> Task:
Rewrite the lines below, replacing "complete SVG document" with "full SVG document" wherever it appears and leaving everything else as it is. Omit the pictures from your answer.

* begin Records supplied *

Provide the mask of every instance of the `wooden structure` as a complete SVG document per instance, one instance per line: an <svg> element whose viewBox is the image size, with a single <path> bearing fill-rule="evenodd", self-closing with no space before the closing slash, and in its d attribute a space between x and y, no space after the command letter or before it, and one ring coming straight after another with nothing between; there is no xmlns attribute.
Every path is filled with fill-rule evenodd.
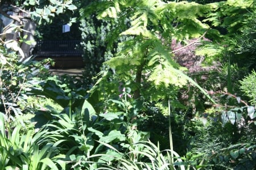
<svg viewBox="0 0 256 170"><path fill-rule="evenodd" d="M79 40L44 40L37 42L33 48L32 55L36 60L52 58L55 61L55 68L81 68L84 66L82 54L79 48Z"/></svg>

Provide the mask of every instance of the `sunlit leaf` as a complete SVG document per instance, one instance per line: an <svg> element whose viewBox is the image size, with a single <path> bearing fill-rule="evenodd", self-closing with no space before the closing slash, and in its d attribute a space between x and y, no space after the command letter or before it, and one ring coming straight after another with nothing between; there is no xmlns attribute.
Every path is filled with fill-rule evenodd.
<svg viewBox="0 0 256 170"><path fill-rule="evenodd" d="M255 111L255 109L254 109L254 107L253 107L253 106L247 107L247 112L248 112L248 116L251 119L253 119L255 117L254 111Z"/></svg>
<svg viewBox="0 0 256 170"><path fill-rule="evenodd" d="M231 110L229 110L227 112L227 115L230 122L234 125L236 122L236 113Z"/></svg>

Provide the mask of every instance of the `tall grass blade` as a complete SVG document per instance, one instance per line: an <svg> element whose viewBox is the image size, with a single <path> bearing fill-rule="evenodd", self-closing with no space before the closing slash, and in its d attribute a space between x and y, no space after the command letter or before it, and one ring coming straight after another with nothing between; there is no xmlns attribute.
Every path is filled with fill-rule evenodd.
<svg viewBox="0 0 256 170"><path fill-rule="evenodd" d="M171 104L170 103L170 100L168 101L168 120L169 120L169 138L170 138L170 148L171 150L174 150L174 144L172 142L172 127L171 126ZM171 153L171 163L174 164L174 154L172 152Z"/></svg>

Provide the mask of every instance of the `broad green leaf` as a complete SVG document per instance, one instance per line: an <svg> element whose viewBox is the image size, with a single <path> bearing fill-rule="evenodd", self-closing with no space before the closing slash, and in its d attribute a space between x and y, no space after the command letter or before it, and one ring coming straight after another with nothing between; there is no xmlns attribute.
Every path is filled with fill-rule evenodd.
<svg viewBox="0 0 256 170"><path fill-rule="evenodd" d="M92 132L94 132L100 138L101 138L104 134L100 131L97 130L92 128L88 128L88 130Z"/></svg>
<svg viewBox="0 0 256 170"><path fill-rule="evenodd" d="M247 112L248 112L248 116L250 118L253 119L255 117L254 116L254 107L253 106L249 106L247 108Z"/></svg>
<svg viewBox="0 0 256 170"><path fill-rule="evenodd" d="M231 110L229 110L226 114L230 122L234 125L236 122L236 113Z"/></svg>
<svg viewBox="0 0 256 170"><path fill-rule="evenodd" d="M100 113L100 116L104 117L106 120L108 121L112 121L115 118L119 118L119 115L123 114L123 112L115 112L115 113Z"/></svg>
<svg viewBox="0 0 256 170"><path fill-rule="evenodd" d="M241 119L242 118L242 113L236 113L236 116L237 117L237 121L240 121Z"/></svg>
<svg viewBox="0 0 256 170"><path fill-rule="evenodd" d="M0 55L0 62L3 65L5 65L7 63L6 58L3 55Z"/></svg>
<svg viewBox="0 0 256 170"><path fill-rule="evenodd" d="M49 158L43 159L40 162L46 164L48 167L51 168L51 169L59 170L55 164Z"/></svg>
<svg viewBox="0 0 256 170"><path fill-rule="evenodd" d="M107 136L101 137L100 141L103 141L105 143L109 143L116 139L119 141L123 141L126 139L125 135L121 133L120 131L113 130L111 131Z"/></svg>
<svg viewBox="0 0 256 170"><path fill-rule="evenodd" d="M239 156L239 151L237 150L233 150L230 151L229 154L230 154L231 156L233 157L233 158L236 159Z"/></svg>
<svg viewBox="0 0 256 170"><path fill-rule="evenodd" d="M229 119L228 118L228 116L226 115L226 113L225 112L222 113L221 116L221 122L223 125L225 125L226 124L226 122L228 121Z"/></svg>
<svg viewBox="0 0 256 170"><path fill-rule="evenodd" d="M76 10L77 8L77 7L73 5L65 5L65 6L66 7L67 7L68 9L71 11Z"/></svg>

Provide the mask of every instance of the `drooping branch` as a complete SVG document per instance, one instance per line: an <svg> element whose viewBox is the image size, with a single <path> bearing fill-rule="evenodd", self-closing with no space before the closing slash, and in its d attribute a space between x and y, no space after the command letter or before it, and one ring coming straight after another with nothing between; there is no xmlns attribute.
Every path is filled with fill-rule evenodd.
<svg viewBox="0 0 256 170"><path fill-rule="evenodd" d="M210 29L210 28L209 28L209 29ZM188 47L188 46L190 46L190 45L192 45L192 44L195 44L195 43L196 43L196 42L197 42L198 41L199 41L201 39L202 39L202 38L203 38L204 36L205 36L205 35L206 35L206 33L207 33L207 32L208 31L208 30L209 30L209 29L207 29L199 38L198 38L197 39L196 39L196 40L195 40L194 41L193 41L193 42L191 42L191 43L189 43L189 44L187 44L187 45L185 45L185 46L183 46L183 47L181 47L181 48L180 48L179 49L176 49L176 50L173 50L172 52L172 53L176 53L176 52L179 52L179 51L180 51L181 50L182 50L182 49L184 49L184 48L187 48L187 47Z"/></svg>
<svg viewBox="0 0 256 170"><path fill-rule="evenodd" d="M22 24L23 22L20 19L22 18L23 16L15 16L15 15L8 15L5 11L3 11L1 8L0 8L0 14L2 14L2 15L5 16L5 17L12 19L18 22L20 24Z"/></svg>

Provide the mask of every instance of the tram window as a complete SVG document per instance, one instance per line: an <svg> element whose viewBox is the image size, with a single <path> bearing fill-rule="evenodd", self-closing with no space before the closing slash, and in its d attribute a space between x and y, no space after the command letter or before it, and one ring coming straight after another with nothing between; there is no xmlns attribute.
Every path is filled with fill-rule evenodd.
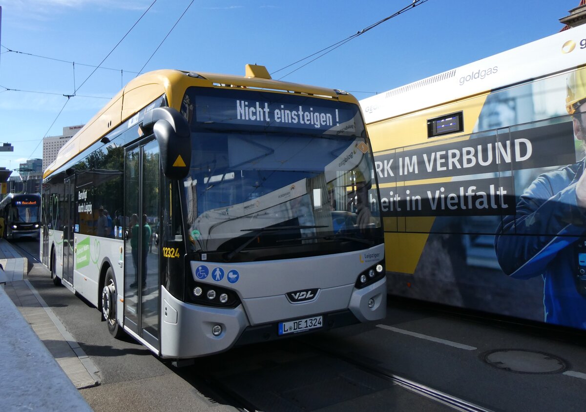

* end Records supplied *

> Answer below:
Provide the mask of every instance of the `wooden structure` as a full SVG document per instance, one instance per line: an <svg> element whose viewBox is the image size, with a single <path> bearing fill-rule="evenodd", self-closing with no space before the closing slash, and in its d attribute a space between x and y, no space after the command letter or before it, and one ring coming straight after another with nothing between; there is no xmlns attribute.
Every path is filled with fill-rule evenodd.
<svg viewBox="0 0 256 170"><path fill-rule="evenodd" d="M79 40L44 40L37 42L33 48L32 55L36 60L52 58L55 61L55 68L81 68L84 66L82 54L79 48Z"/></svg>

Provide the mask of every instance of the `sunlit leaf` as a full SVG document per instance, one instance per line: an <svg> element whose viewBox is the image size, with a single <path> bearing fill-rule="evenodd", self-closing with no space before the closing slash, and in its d attribute a space between x and y, no space after the command letter or before it, and one ring coming straight after another with nothing between; there is no xmlns attribute.
Every path is filled with fill-rule evenodd.
<svg viewBox="0 0 256 170"><path fill-rule="evenodd" d="M255 111L255 109L254 109L254 107L253 107L253 106L247 107L247 112L248 112L248 116L251 119L253 119L255 117L254 111Z"/></svg>
<svg viewBox="0 0 256 170"><path fill-rule="evenodd" d="M231 110L229 110L227 112L227 115L230 122L234 125L236 122L236 113Z"/></svg>

Provide the mask of every instance of the `tall grass blade` as a full SVG document per instance, one instance per line: an <svg> element whose viewBox is the image size, with a single <path> bearing fill-rule="evenodd", self-closing with no space before the closing slash, and in its d attribute a space between x and y, no space after the command letter or before it, and one ring coming straight after another with nothing between; there is no xmlns attribute.
Every path is filled with fill-rule evenodd.
<svg viewBox="0 0 256 170"><path fill-rule="evenodd" d="M171 104L170 103L170 100L168 101L168 120L169 120L169 138L170 138L170 148L171 150L174 150L174 144L172 142L172 127L171 126ZM171 153L171 163L174 164L174 154L172 152Z"/></svg>

Provide the mask of every instance of the `broad green leaf` as a full SVG document per instance, one instance per line: an <svg> element whose viewBox is the image size, with a single <path> bearing fill-rule="evenodd", self-closing with no space before the closing slash, and in its d attribute a space between x and y, no space after the command letter or before it, and one ring coming straight after another with nothing between; there is no xmlns attribute.
Every path is filled with fill-rule evenodd.
<svg viewBox="0 0 256 170"><path fill-rule="evenodd" d="M92 132L94 132L100 138L101 138L104 134L100 131L97 130L92 128L88 128L88 130Z"/></svg>
<svg viewBox="0 0 256 170"><path fill-rule="evenodd" d="M247 112L248 112L248 116L250 118L253 119L255 117L254 116L254 107L253 106L249 106L247 108Z"/></svg>
<svg viewBox="0 0 256 170"><path fill-rule="evenodd" d="M231 110L229 110L226 114L230 122L234 125L236 122L236 113Z"/></svg>
<svg viewBox="0 0 256 170"><path fill-rule="evenodd" d="M100 113L100 116L104 117L106 120L108 121L112 121L115 118L119 118L119 115L123 114L123 112L115 112L115 113Z"/></svg>
<svg viewBox="0 0 256 170"><path fill-rule="evenodd" d="M241 119L242 118L242 113L236 113L236 116L237 117L237 121L240 121Z"/></svg>
<svg viewBox="0 0 256 170"><path fill-rule="evenodd" d="M0 55L0 62L3 65L5 65L7 63L6 58L3 55Z"/></svg>
<svg viewBox="0 0 256 170"><path fill-rule="evenodd" d="M49 158L43 159L40 162L46 164L48 167L51 168L51 169L59 170L55 164Z"/></svg>
<svg viewBox="0 0 256 170"><path fill-rule="evenodd" d="M107 136L101 137L100 141L103 141L105 143L109 143L116 139L119 141L123 141L126 139L125 135L121 133L120 131L113 130L111 131Z"/></svg>
<svg viewBox="0 0 256 170"><path fill-rule="evenodd" d="M239 156L239 151L237 150L233 150L230 151L229 154L230 154L231 156L233 157L233 158L236 159Z"/></svg>
<svg viewBox="0 0 256 170"><path fill-rule="evenodd" d="M229 119L228 118L228 116L226 115L226 113L225 112L222 113L221 116L221 122L223 125L225 125L226 124L226 122L228 121Z"/></svg>
<svg viewBox="0 0 256 170"><path fill-rule="evenodd" d="M76 10L77 8L77 7L73 5L65 5L65 6L66 7L67 7L68 9L71 11Z"/></svg>

Provide the mask of every instance of the `drooping branch` as a full SVG document per instance, one instance per line: an <svg> element whose viewBox is the image size, with a single <path> bearing fill-rule="evenodd", self-closing with no space before the closing slash, and in its d attribute a space between x and y, no space after the command letter or before it, and one ring coming straight after another with nothing between; there is no xmlns attribute.
Every path is filled with fill-rule evenodd.
<svg viewBox="0 0 256 170"><path fill-rule="evenodd" d="M210 29L210 28L209 28L209 29ZM188 47L188 46L190 46L190 45L192 45L192 44L195 44L195 43L196 43L196 42L197 42L198 41L199 41L201 39L202 39L202 38L203 38L204 36L205 36L205 35L206 35L206 33L207 33L207 32L208 31L208 30L209 30L209 29L207 29L199 38L198 38L197 39L196 39L196 40L195 40L194 41L193 41L193 42L191 42L191 43L189 43L189 44L187 44L187 45L185 45L185 46L183 46L183 47L181 47L181 48L180 48L179 49L176 49L176 50L173 50L172 52L172 53L176 53L176 52L179 52L179 51L180 51L181 50L182 50L182 49L184 49L184 48L187 48L187 47Z"/></svg>
<svg viewBox="0 0 256 170"><path fill-rule="evenodd" d="M22 24L23 22L20 19L22 18L23 16L15 16L15 15L8 15L5 11L3 11L1 8L0 8L0 14L2 14L2 15L5 16L5 17L12 19L18 22L20 24Z"/></svg>

Provide the mask of every instance of the tram window as a full SVG document per instance, one instance per line: an <svg> element whose viewBox is the image size, with a single <path> bearing fill-rule="evenodd", self-closing with no space before the closing slash, and in its d attribute a space between x and y, no space after the command letter or before it, and one ring coming straight after another with nothing between; there is no xmlns attribute.
Every path is filled with fill-rule evenodd.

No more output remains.